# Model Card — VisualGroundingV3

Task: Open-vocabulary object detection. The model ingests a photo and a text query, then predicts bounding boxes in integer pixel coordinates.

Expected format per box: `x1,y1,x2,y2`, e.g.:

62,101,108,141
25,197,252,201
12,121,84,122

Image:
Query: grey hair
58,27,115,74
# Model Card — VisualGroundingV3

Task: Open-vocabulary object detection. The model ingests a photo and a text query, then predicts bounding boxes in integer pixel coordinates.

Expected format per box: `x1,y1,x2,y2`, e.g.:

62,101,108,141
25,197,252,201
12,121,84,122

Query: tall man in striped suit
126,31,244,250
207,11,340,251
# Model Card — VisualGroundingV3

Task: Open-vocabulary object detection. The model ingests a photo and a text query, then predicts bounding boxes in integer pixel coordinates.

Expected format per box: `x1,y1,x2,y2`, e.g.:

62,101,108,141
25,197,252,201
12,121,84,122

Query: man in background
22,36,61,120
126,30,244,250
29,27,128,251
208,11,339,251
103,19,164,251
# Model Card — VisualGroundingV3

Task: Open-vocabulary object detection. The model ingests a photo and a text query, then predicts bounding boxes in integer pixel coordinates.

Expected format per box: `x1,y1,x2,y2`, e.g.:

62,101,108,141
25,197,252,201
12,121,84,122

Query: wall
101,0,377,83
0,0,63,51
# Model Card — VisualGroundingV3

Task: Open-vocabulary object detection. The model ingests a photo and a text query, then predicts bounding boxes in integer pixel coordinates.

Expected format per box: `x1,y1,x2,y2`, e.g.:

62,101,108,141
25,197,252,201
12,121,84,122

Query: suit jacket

****************************************

» DIRECTIONS FOR THIS TASK
Output all of the records above exactly as they appear.

» WRITTEN RESPONSE
# Model Card — VisualGroundingV3

Task: Open-vocabulary object detection. The model ingests a photo and a text query, then predicts bounding boxes in integer pixel coordinates.

Expected format per box: `x1,y1,x2,y2`, e.g.:

62,101,108,141
25,197,252,201
12,121,84,122

Image:
Query: grey hair
58,27,115,74
# Model Card — VisualGroundingV3

Task: Open-vocabulary object detection. The model ingests a photo and a text query, then predicts bounding boxes in integer pixel coordinates.

Expected format per box: `x1,y1,x2,y2`, e.g.:

62,101,108,141
25,197,252,201
12,121,84,122

Query: tall man in striped suit
126,31,244,250
207,11,340,251
# Model Card — VisualGroundingV3

Task: Open-vocabulary object detection. The model ingests a photo and a text query, then predicts bounding boxes in integer pixel coordinates.

Expected format per box: `x1,y1,x2,y2`, e.g.:

62,101,108,141
25,197,252,201
12,121,84,122

Query: man in background
22,36,61,120
126,30,244,250
29,27,128,251
208,11,339,251
103,19,164,251
# Model Card — VisualGroundingV3

Task: Open-vocabulary object detection. The model ingests a photo and a text query, then predicts bounding boxes in integer pixel coordinates.

Expected format per box: `x1,y1,x2,y2`, e.g.:

62,101,108,141
25,197,252,201
12,121,84,122

Query: wall
101,0,377,83
0,0,63,51
# Model Card — VisualGroundingV3

Task: Open-vocabulary object detection. The model ingests a photo and a text query, then predicts bounding boxes in integer pixel coordinates.

Expected format per box: `x1,y1,x2,y2`, e.g.:

62,101,108,141
25,197,252,201
12,121,84,122

Query: suit jacket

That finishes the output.